▸ **What to do**: Count the lines in the material below that contain the string "each" and report only that number.

▸ **Extracted material**:
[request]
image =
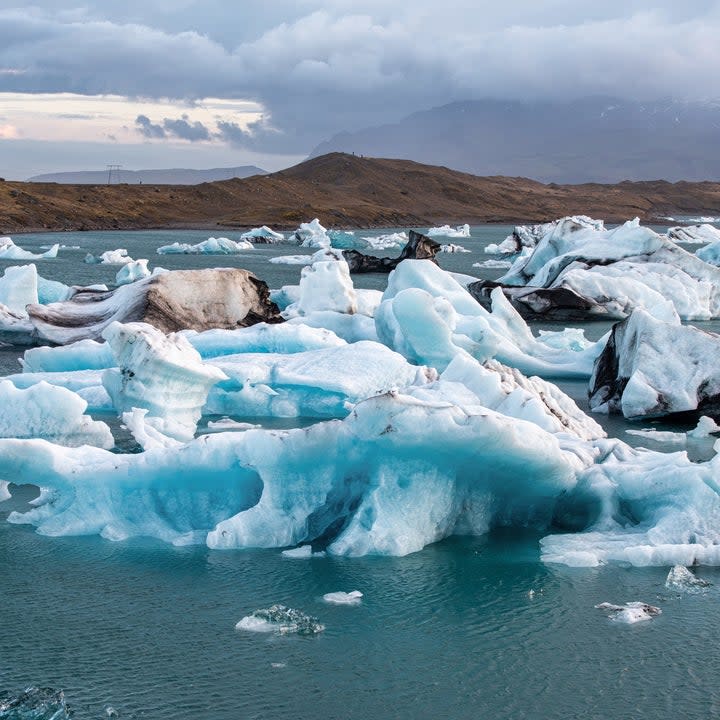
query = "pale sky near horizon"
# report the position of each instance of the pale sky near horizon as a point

...

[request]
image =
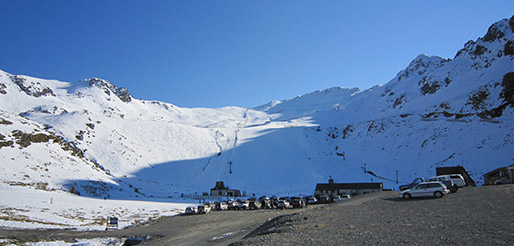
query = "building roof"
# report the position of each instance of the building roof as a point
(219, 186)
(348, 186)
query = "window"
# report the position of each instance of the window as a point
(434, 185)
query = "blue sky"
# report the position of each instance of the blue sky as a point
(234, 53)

▸ **Response**: 4